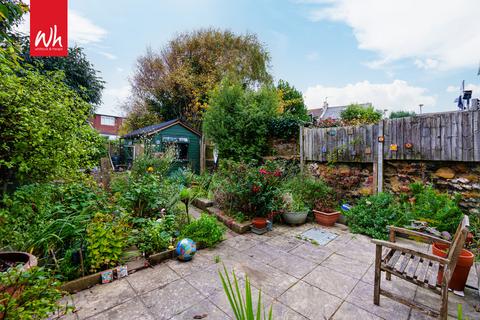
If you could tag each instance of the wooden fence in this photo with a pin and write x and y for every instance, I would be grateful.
(448, 136)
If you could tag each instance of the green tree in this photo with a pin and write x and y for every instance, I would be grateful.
(175, 82)
(293, 105)
(356, 114)
(45, 133)
(401, 114)
(238, 118)
(80, 75)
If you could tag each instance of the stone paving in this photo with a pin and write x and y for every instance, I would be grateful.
(302, 280)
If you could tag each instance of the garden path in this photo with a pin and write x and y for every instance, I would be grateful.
(304, 281)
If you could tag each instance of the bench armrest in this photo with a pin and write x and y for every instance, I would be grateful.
(396, 246)
(422, 235)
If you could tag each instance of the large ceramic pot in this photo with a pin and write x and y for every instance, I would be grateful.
(259, 222)
(462, 269)
(326, 217)
(295, 217)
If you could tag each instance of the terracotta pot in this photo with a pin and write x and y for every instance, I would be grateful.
(326, 217)
(462, 269)
(259, 223)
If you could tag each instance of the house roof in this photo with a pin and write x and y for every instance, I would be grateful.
(146, 131)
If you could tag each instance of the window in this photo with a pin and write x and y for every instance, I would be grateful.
(107, 121)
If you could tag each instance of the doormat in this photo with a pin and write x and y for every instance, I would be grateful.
(317, 236)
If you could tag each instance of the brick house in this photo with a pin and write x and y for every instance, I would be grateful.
(107, 125)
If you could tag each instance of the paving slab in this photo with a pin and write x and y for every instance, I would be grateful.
(336, 283)
(130, 310)
(362, 297)
(293, 265)
(310, 301)
(177, 296)
(348, 311)
(345, 265)
(100, 298)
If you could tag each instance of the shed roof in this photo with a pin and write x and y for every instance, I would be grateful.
(146, 131)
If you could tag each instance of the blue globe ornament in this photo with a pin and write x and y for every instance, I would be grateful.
(186, 249)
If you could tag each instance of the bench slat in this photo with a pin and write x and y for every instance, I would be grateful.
(413, 267)
(432, 279)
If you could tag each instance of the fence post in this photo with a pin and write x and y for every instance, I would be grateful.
(302, 159)
(380, 158)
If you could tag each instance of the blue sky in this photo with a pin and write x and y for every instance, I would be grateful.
(395, 54)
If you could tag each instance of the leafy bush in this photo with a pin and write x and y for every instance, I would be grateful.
(248, 189)
(237, 120)
(155, 235)
(205, 231)
(356, 114)
(106, 239)
(49, 220)
(28, 294)
(145, 195)
(438, 209)
(372, 215)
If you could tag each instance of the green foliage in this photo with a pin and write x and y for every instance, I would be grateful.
(155, 235)
(205, 230)
(292, 102)
(80, 75)
(106, 239)
(372, 215)
(249, 189)
(438, 209)
(237, 120)
(49, 220)
(29, 294)
(175, 82)
(242, 304)
(145, 195)
(45, 134)
(401, 114)
(356, 114)
(149, 163)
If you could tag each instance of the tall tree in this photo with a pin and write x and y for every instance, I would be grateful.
(175, 82)
(80, 75)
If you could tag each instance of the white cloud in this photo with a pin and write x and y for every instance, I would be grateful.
(312, 56)
(475, 88)
(434, 34)
(398, 95)
(80, 29)
(108, 55)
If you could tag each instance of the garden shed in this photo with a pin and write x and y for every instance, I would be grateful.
(157, 137)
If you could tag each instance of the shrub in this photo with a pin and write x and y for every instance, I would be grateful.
(49, 220)
(205, 231)
(438, 209)
(249, 189)
(37, 294)
(106, 239)
(237, 120)
(372, 215)
(154, 235)
(356, 114)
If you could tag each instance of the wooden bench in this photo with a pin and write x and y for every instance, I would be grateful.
(417, 267)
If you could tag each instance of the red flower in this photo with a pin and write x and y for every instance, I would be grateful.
(255, 189)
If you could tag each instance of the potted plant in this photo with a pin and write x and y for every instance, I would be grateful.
(323, 212)
(294, 210)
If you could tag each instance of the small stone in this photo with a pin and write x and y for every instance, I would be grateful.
(445, 173)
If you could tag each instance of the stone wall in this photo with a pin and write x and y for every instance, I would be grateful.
(353, 180)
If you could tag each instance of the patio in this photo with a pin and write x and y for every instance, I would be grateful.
(303, 280)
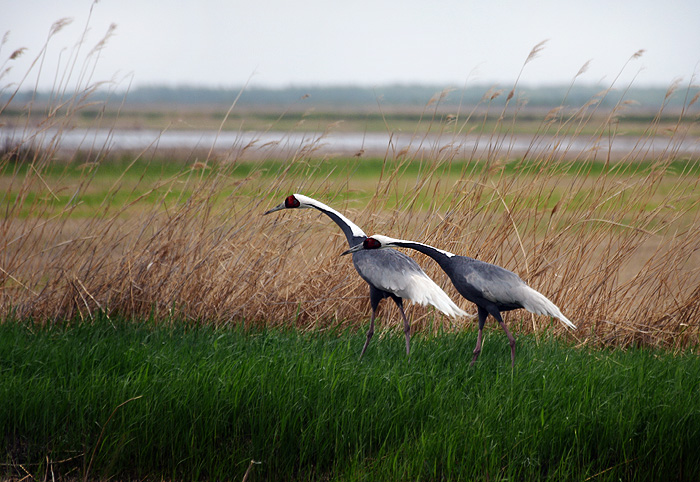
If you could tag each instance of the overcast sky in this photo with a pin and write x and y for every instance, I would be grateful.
(277, 43)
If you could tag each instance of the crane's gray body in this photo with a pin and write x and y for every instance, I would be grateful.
(389, 273)
(493, 289)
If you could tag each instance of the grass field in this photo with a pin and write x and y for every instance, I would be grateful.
(190, 402)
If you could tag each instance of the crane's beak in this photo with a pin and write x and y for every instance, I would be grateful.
(354, 249)
(276, 208)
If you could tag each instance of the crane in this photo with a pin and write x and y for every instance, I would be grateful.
(389, 273)
(493, 289)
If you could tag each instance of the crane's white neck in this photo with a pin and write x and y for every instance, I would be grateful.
(307, 202)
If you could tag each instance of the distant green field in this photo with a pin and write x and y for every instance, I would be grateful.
(117, 399)
(120, 181)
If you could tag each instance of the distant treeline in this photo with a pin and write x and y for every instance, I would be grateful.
(388, 95)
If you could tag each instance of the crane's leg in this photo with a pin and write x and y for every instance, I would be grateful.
(375, 296)
(482, 320)
(511, 339)
(406, 328)
(370, 333)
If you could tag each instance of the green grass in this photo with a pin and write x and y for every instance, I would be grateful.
(133, 399)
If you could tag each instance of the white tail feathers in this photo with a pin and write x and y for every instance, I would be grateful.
(536, 302)
(425, 291)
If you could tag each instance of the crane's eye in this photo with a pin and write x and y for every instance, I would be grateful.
(371, 243)
(291, 202)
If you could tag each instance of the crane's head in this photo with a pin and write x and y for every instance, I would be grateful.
(373, 242)
(292, 201)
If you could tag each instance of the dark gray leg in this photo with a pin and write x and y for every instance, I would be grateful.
(406, 330)
(370, 333)
(482, 320)
(511, 339)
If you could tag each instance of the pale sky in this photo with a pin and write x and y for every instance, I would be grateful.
(278, 43)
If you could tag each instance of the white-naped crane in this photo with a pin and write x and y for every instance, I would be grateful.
(491, 288)
(389, 273)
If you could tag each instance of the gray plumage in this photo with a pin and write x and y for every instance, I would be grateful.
(389, 273)
(493, 289)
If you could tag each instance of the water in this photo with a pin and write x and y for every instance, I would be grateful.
(376, 144)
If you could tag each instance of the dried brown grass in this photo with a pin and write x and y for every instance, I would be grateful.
(623, 268)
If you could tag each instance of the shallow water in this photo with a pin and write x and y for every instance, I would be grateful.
(271, 144)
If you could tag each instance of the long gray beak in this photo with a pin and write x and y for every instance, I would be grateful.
(276, 208)
(354, 249)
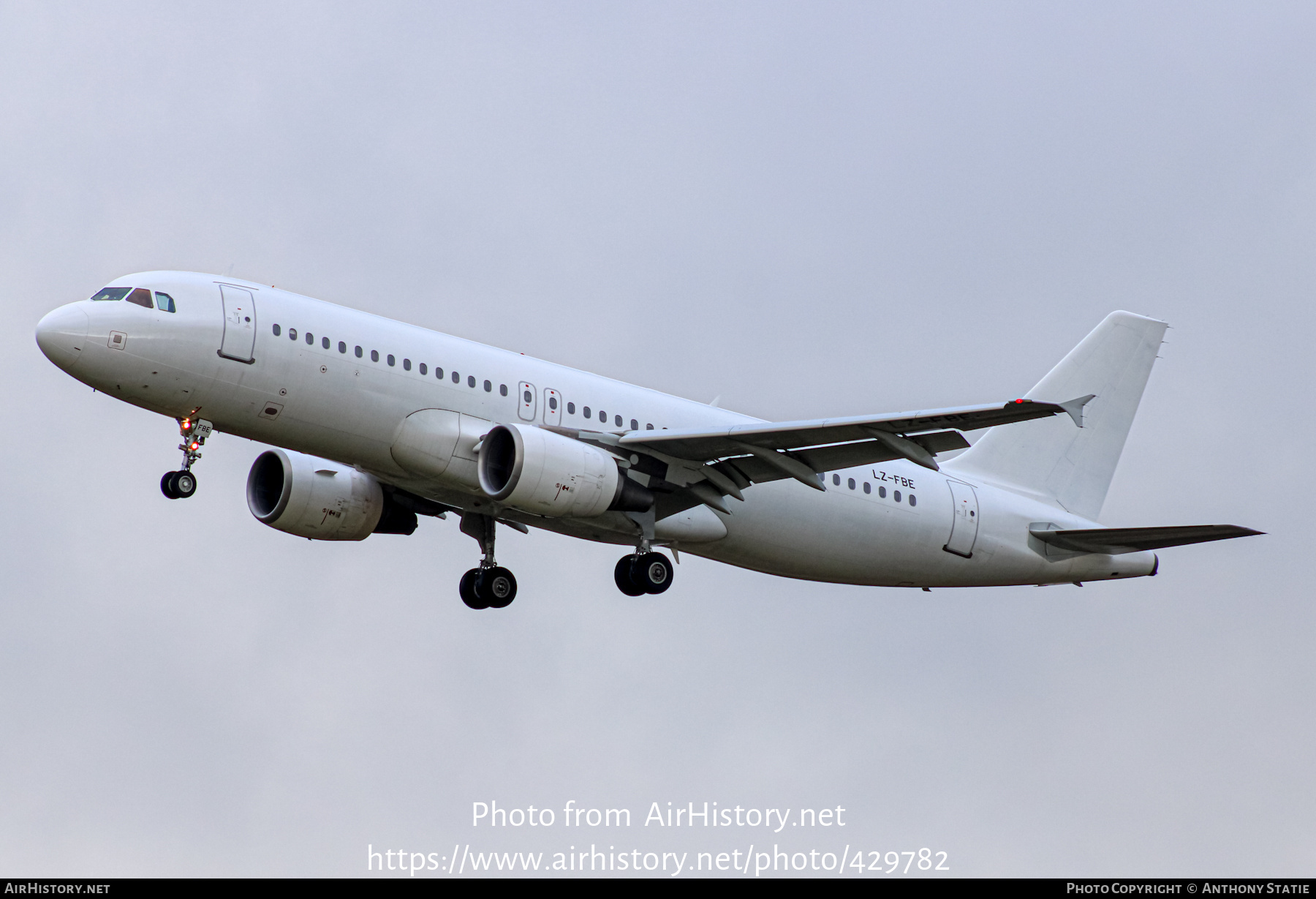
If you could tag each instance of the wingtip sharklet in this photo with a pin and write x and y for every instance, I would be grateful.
(1074, 407)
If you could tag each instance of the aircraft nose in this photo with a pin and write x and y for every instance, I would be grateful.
(62, 334)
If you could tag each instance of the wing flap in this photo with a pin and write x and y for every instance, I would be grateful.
(702, 445)
(1113, 541)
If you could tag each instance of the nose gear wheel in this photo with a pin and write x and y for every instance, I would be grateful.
(182, 485)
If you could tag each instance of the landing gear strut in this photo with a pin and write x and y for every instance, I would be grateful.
(181, 485)
(488, 586)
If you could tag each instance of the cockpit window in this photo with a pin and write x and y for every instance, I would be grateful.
(141, 296)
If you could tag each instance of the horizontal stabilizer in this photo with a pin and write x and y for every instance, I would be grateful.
(1112, 541)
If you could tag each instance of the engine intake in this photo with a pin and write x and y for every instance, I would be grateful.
(545, 473)
(315, 498)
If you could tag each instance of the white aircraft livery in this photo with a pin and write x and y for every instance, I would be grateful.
(378, 421)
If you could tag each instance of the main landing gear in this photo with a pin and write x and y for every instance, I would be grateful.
(488, 586)
(643, 573)
(182, 485)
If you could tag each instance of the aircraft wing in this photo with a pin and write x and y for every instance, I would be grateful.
(1115, 541)
(749, 453)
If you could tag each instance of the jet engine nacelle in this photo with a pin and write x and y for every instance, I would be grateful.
(540, 472)
(315, 498)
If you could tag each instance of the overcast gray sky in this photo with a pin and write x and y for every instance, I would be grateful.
(804, 208)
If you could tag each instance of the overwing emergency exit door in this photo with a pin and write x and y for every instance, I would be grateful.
(552, 407)
(526, 402)
(238, 324)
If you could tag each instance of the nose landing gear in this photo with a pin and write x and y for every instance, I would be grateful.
(181, 485)
(488, 586)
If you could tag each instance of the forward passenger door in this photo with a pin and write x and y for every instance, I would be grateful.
(238, 340)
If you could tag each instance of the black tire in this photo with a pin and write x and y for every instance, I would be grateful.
(467, 590)
(651, 571)
(498, 586)
(621, 574)
(184, 484)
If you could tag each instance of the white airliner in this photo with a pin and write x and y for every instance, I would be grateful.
(379, 421)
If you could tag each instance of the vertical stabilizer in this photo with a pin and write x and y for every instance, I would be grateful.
(1053, 457)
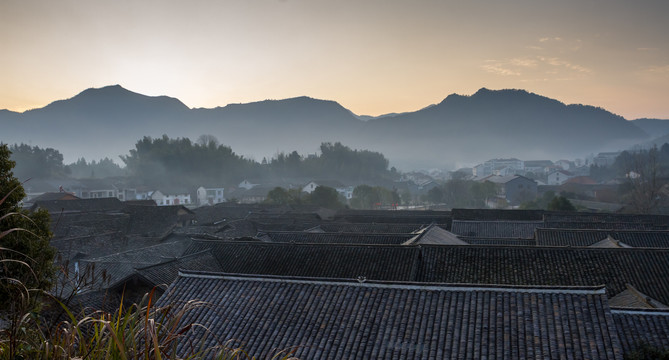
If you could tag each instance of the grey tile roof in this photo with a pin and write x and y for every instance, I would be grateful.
(498, 241)
(378, 262)
(605, 217)
(352, 320)
(634, 327)
(634, 238)
(166, 272)
(157, 221)
(333, 238)
(373, 228)
(436, 236)
(119, 266)
(633, 298)
(394, 216)
(645, 269)
(497, 214)
(80, 205)
(495, 229)
(603, 225)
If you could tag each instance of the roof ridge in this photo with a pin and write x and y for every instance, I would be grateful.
(361, 281)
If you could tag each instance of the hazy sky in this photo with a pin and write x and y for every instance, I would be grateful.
(373, 57)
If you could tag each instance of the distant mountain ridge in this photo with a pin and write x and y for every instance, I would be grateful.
(460, 129)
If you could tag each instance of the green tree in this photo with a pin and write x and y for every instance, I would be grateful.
(278, 196)
(35, 162)
(560, 203)
(326, 197)
(25, 254)
(365, 197)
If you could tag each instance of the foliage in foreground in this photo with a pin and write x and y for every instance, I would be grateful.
(138, 332)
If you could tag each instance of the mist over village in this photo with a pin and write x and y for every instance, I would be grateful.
(334, 180)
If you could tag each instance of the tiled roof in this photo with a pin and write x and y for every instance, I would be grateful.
(649, 327)
(352, 320)
(378, 262)
(156, 221)
(394, 216)
(603, 225)
(436, 236)
(645, 269)
(496, 229)
(605, 217)
(495, 214)
(373, 228)
(498, 241)
(51, 196)
(166, 272)
(333, 238)
(121, 265)
(80, 205)
(633, 298)
(285, 226)
(566, 237)
(206, 215)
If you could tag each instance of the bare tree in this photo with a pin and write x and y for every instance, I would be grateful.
(207, 140)
(643, 181)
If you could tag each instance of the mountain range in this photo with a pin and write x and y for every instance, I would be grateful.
(460, 130)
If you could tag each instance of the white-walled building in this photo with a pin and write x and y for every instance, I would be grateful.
(210, 196)
(162, 199)
(559, 177)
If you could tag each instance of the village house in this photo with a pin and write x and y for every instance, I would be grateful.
(515, 189)
(605, 158)
(559, 177)
(210, 196)
(174, 198)
(537, 167)
(343, 190)
(488, 168)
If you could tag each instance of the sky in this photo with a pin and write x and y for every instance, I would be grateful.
(373, 57)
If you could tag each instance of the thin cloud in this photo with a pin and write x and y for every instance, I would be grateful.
(661, 69)
(560, 63)
(499, 69)
(524, 62)
(536, 67)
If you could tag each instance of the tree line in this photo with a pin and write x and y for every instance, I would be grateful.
(165, 161)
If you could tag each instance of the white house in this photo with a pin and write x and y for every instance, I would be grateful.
(210, 196)
(343, 190)
(163, 199)
(248, 185)
(559, 177)
(513, 165)
(564, 164)
(537, 167)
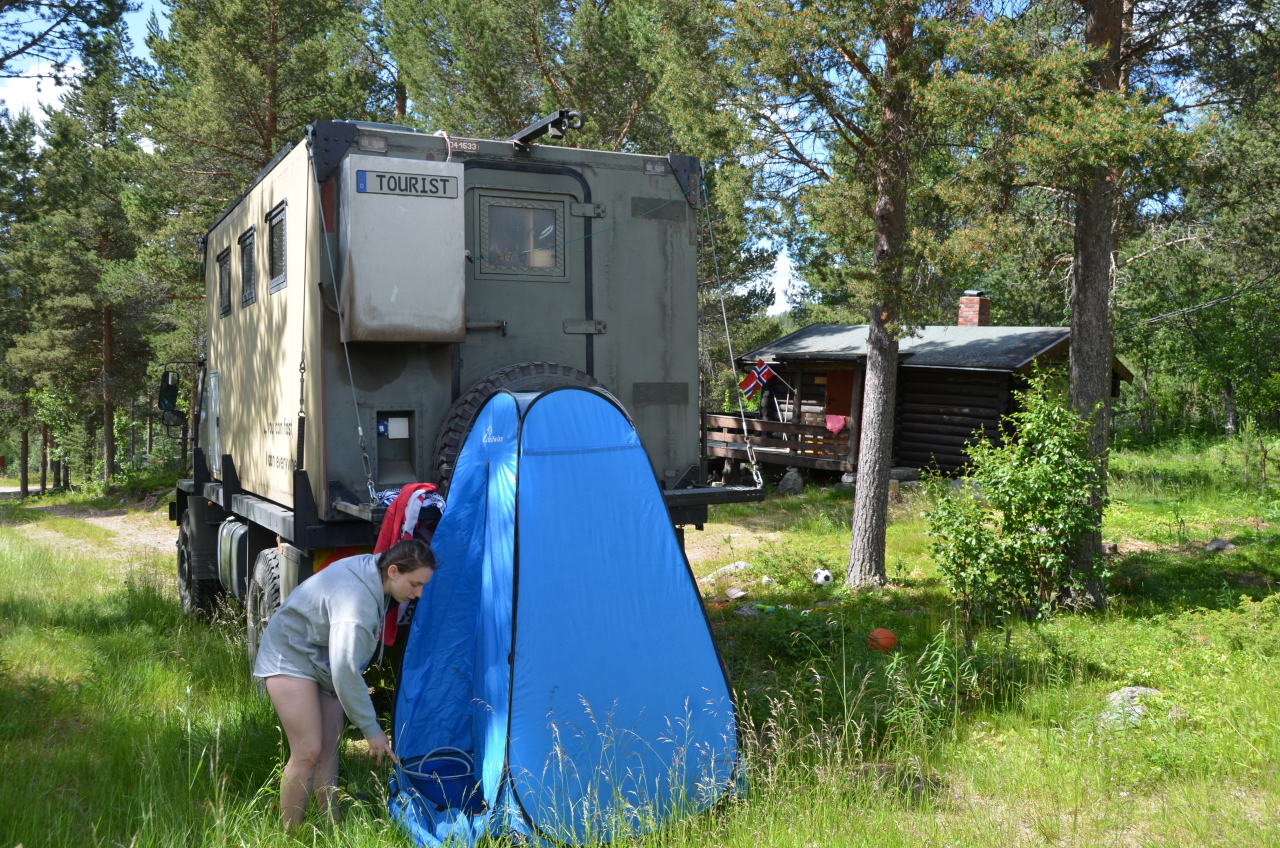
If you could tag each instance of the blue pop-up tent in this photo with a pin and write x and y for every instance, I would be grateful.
(560, 678)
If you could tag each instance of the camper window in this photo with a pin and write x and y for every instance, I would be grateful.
(248, 272)
(224, 282)
(521, 236)
(275, 247)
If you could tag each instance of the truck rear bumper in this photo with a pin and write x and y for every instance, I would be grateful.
(685, 506)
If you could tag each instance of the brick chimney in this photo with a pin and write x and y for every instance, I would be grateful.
(974, 309)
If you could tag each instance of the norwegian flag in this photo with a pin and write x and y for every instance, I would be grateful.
(755, 378)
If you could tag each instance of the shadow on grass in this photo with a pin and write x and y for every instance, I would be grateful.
(159, 738)
(1162, 582)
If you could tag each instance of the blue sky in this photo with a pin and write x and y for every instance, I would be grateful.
(30, 92)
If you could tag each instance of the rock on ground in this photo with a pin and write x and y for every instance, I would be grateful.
(791, 483)
(1124, 706)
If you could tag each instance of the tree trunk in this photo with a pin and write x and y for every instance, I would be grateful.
(1233, 422)
(874, 457)
(44, 459)
(1096, 209)
(876, 446)
(401, 96)
(108, 405)
(55, 465)
(24, 451)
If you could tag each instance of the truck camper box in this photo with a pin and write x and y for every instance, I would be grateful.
(374, 286)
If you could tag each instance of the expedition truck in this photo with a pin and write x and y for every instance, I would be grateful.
(374, 286)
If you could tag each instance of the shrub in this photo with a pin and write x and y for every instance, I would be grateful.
(1004, 537)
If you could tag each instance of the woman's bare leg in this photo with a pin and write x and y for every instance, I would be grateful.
(297, 702)
(327, 773)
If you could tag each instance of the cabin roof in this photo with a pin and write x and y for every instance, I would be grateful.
(999, 349)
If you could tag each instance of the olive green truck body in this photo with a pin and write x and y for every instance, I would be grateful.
(383, 281)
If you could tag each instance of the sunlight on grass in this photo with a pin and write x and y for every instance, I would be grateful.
(78, 529)
(132, 725)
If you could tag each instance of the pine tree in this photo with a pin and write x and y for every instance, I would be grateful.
(88, 319)
(17, 206)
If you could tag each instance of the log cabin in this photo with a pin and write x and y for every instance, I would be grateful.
(952, 382)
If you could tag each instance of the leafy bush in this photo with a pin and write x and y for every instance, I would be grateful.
(1004, 536)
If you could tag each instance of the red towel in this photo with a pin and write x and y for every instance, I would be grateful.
(389, 534)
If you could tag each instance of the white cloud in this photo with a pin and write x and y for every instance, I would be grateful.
(781, 282)
(30, 92)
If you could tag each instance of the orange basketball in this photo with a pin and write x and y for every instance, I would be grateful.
(881, 639)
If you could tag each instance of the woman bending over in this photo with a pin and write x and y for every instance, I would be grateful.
(312, 655)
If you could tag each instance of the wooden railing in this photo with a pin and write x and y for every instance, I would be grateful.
(777, 443)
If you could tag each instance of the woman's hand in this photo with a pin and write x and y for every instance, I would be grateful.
(380, 747)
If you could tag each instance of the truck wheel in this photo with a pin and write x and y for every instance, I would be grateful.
(525, 377)
(263, 598)
(199, 597)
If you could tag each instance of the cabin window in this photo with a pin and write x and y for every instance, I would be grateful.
(521, 237)
(275, 247)
(224, 283)
(248, 269)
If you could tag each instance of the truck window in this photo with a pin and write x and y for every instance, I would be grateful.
(248, 270)
(224, 283)
(275, 249)
(521, 236)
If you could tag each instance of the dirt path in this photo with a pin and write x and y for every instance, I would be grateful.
(126, 534)
(720, 541)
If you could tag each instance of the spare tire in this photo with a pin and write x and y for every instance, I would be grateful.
(525, 377)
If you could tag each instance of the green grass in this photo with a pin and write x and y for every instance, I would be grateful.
(123, 724)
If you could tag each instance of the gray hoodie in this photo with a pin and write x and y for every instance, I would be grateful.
(327, 632)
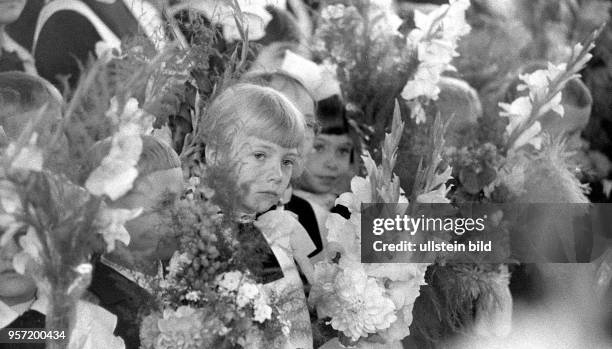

- - -

Direction:
Rewrite the material from the line containing "If you could tag each instance of the horizontal" down to the line containing "(1112, 541)", inclusive, as a numbered list with blank lines omitted.

Answer to this exercise:
1. If you could tag each instance of the horizontal stabilizer in this photo with a pin and write x and y for every instance, I would be grateful.
2. (1112, 541)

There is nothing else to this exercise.